**Assignment**
Each line of the records that holds "building" should be shown in full.

:: Listed entries

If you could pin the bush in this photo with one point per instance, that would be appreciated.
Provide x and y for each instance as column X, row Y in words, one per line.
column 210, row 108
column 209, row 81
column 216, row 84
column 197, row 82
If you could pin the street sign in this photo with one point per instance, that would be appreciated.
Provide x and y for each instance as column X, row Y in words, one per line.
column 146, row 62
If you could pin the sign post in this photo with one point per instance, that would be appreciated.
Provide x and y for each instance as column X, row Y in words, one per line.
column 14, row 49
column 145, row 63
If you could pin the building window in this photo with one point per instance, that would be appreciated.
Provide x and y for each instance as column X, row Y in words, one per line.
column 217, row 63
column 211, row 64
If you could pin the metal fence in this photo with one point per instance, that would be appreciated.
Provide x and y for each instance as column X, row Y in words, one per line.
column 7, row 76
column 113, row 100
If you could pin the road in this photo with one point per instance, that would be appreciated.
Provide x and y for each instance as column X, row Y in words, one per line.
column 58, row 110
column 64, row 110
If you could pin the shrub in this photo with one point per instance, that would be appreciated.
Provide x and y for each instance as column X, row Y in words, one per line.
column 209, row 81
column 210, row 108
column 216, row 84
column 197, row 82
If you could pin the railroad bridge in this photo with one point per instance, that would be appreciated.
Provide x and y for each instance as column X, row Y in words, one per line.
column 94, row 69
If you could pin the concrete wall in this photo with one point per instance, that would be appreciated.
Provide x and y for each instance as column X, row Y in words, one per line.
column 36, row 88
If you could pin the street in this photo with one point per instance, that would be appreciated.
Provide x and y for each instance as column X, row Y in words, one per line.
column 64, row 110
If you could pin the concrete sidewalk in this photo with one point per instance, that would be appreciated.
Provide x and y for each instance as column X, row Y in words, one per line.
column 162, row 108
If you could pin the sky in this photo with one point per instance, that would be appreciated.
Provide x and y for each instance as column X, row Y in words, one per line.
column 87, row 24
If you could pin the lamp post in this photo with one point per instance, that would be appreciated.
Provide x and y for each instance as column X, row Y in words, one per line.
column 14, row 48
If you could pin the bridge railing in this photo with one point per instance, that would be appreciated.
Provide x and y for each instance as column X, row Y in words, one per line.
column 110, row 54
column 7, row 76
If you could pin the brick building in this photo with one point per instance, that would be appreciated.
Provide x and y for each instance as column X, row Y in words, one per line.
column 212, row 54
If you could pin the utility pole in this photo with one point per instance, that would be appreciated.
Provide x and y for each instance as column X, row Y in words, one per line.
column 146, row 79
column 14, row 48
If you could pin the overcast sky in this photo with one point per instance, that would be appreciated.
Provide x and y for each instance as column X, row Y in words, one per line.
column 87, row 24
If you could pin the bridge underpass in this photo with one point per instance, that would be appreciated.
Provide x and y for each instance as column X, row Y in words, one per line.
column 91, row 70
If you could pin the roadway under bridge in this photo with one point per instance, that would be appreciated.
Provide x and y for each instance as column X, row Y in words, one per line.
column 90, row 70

::::

**Answer to this exercise**
If you could pin the building window in this photo with one point per instance, that would be appreciated.
If you could pin the brick building in this photo with one point per instance, that would be appreciated.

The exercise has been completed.